Texto proporcionado =
⁂
Más adelante afirma: "las palabras y las historias le
bailan entre los dedos": ¿será ese baile, acaso,
un pecado de lesa majestad?
"No creeré en un Dios que no sepa bailar", decía
Nietzsche, e indudablemente, si aplicamos a la literatura y al arte
en general la noción de baile, de danza, es decir, de aquello
en lo cual entra el deseo y el cuerpo -el movimiento- de inmediato
es otra la perspectiva que se nos abre. Entre otras cosas, o entre
las mismas, vaya uno a saber con esto de las intertextualidades y
de los críticos chilenos tan sabihondos y pluscuamperfectos,
esa "retórica a lo Álvaro Mutis" que Montañés
critica sería aquí motivo de orgullo, pero parece ser
que para Montañés no lo es, ya que tiene en su cabecita
lugares tan comunes como que la buena literatura debe "conmover
y convencer".
⁂
Material recopilado =
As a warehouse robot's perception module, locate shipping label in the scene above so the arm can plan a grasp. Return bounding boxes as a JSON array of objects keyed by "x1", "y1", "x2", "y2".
⁂
Desafíos =
A. En el texto sobre la literatura y el baile, ¿qué frase se atribuye a Nietzsche?
B. Prosigue el texto sobre la literatura y el baile a partir de su última frase.

En respuesta =
A. "No creeré en un Dios que no sepa bailar".

B.
Si es por eso, hay varios autores que habría que haber tirado
al tacho de la basura desde el momento mismo en que se les ocurrió
la peregrina idea de escribir: Joyce, Proust, Kafka, Dos Passos, Beckett,
Borges, Saramago, el mismo Mutis, Echenoz, Bolaño y tantos
otros, sin hablar de los poetas o de pensadores de la talla de un
Nietzsche, de un Spinoza, de un Wittgenstein o de un Deleuze (este
último escarnecido por otro Montañés, un tal
Sokal, y que, tal como el primero, ya se quisiera haber escrito aunque
fuese media página al estilo del denigrado filósofo).
Ya lo sabemos, la impronta de Alone (que quiere decir "solitario"
en inglés, y que al menos dicho crítico, que se llamaba
Hernán Díaz Arrieta, asumió emblemáticamente
al darse cuenta que sus saltos de humor lo dejarían alone),
como ya lo decíamos, es ineludible, tanto que algunos "críticos"
de este país creen que también hay que usar seudónimo.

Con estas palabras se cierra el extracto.